Render all of the material below as a JSON list of strings, with one string for each line and blank lines left out.

<<<<

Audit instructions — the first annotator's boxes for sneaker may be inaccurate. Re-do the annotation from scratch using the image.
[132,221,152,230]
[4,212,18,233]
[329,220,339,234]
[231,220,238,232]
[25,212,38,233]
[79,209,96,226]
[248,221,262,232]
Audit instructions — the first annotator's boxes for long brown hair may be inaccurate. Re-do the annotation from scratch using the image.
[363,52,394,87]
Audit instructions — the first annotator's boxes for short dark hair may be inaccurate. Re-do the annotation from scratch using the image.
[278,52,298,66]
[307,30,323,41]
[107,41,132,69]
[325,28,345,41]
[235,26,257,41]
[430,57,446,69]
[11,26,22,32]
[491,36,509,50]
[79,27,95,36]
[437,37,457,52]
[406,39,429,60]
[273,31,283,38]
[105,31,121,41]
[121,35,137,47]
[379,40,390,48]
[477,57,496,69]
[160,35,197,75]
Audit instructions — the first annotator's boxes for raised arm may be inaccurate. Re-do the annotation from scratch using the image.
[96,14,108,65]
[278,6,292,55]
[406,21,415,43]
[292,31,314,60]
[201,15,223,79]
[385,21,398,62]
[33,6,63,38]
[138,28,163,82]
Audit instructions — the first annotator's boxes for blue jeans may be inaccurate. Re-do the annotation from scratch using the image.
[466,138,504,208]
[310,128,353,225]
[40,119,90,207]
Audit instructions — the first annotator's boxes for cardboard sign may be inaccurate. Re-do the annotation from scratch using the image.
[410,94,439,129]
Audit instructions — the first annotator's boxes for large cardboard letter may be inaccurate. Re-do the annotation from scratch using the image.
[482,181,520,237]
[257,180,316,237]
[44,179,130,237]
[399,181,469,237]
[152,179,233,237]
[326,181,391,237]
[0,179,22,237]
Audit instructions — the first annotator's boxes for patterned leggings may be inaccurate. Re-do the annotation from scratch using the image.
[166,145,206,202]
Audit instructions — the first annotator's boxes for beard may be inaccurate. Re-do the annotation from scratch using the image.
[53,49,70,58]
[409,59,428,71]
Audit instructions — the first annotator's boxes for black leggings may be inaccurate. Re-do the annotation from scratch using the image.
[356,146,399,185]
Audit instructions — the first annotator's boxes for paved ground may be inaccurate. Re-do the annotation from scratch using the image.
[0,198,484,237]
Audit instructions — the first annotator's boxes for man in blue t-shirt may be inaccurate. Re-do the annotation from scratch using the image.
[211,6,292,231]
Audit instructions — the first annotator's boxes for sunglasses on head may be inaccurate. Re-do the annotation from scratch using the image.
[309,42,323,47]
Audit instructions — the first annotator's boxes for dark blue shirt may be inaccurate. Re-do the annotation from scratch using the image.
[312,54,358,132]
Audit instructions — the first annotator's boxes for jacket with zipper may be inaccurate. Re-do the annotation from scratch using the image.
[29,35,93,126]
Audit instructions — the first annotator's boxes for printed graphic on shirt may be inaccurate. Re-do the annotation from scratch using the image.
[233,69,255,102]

>>>>

ANSWER TO THIS EXERCISE:
[
  "Audit instructions — the first annotator's boxes for sneaker may be inaccurate. Re-do the annotation from scratch using the image.",
  "[132,221,152,230]",
  "[4,212,18,233]",
  "[329,220,339,234]",
  "[231,220,238,232]",
  "[25,212,38,233]",
  "[79,209,96,226]",
  "[248,221,262,232]",
  "Audit instructions — the first annotator's boxes for long brown hair may be inaccurate. Re-do the annotation from scratch using the image.",
  "[363,52,394,87]",
  "Audit instructions — the first annotator's boxes for short dark hair may be inaccurate. Re-do the annotation from scratch using the image.",
  "[278,52,298,66]",
  "[307,30,323,41]",
  "[107,41,132,69]",
  "[325,28,345,41]",
  "[235,26,257,41]",
  "[430,57,446,69]",
  "[11,26,22,32]",
  "[491,36,509,50]",
  "[79,27,95,36]",
  "[437,37,457,52]",
  "[406,39,429,60]",
  "[273,31,283,38]",
  "[105,31,121,41]",
  "[121,35,137,47]",
  "[379,40,390,48]",
  "[477,57,496,69]",
  "[160,35,197,75]",
  "Audit instructions — the first annotator's boxes for raised arm may be inaccurate. Re-do the annotation from scratch using the image.",
  "[96,14,108,65]",
  "[278,6,292,55]",
  "[406,21,415,43]",
  "[292,31,314,60]",
  "[201,15,223,79]",
  "[385,21,398,62]",
  "[33,6,63,38]",
  "[138,28,163,82]",
  "Audit instructions — the first annotator's boxes for blue jeans may be inaccurate. Re-do the annotation from scratch using the image.",
  "[466,138,504,208]",
  "[310,128,353,225]",
  "[40,119,90,207]",
  "Audit instructions — the first annotator's boxes for cardboard sign may be inaccurate. Re-do the annotation from scratch using the image.",
  "[410,94,439,129]",
  "Audit instructions — the first annotator's boxes for large cardboard letter may be inaccurate. Re-do the annotation from scratch using the image.",
  "[482,181,520,237]",
  "[257,180,316,237]",
  "[44,179,130,237]",
  "[399,181,469,237]",
  "[152,179,233,237]",
  "[326,181,391,237]",
  "[0,179,22,237]",
  "Audit instructions — the first annotator's boxes for patterned leggings may be inaccurate. Re-do the annotation from scratch using the image.",
  "[166,145,206,202]",
  "Audit instructions — the first annotator's boxes for beard may be inaccurate. Re-do the annotation from scratch using the image.",
  "[53,49,70,58]",
  "[409,59,428,71]",
  "Audit instructions — the first annotator's boxes for black leggings may be inaccurate. Re-do the annotation from scratch using the image.",
  "[356,146,399,185]",
  "Audit instructions — the first annotator's boxes for paved ground may be inaccurate. Re-do the annotation from scratch using the image.",
  "[0,198,484,237]",
  "Audit instructions — the first annotator's boxes for man in blue t-shirt may be inaccurate. Re-do the annotation from scratch using the image.",
  "[211,6,292,231]",
  "Audit instructions — the first annotator's boxes for sunglasses on head may be inaccurate. Re-do the annotation from scratch using the image.",
  "[309,42,323,47]",
  "Audit instructions — the first annotator's boxes for dark blue shirt may be inaccurate. Re-do the annotation from scratch using the image.",
  "[312,54,358,132]",
  "Audit instructions — the first annotator's boxes for jacket with zipper may be inaccurate. Re-do the annotation from scratch using the image.",
  "[29,35,93,126]",
  "Audit instructions — the first annotator's boxes for printed graphic on shirt may be inaccurate. Re-do the annotation from scratch using the image.",
  "[233,69,255,102]"
]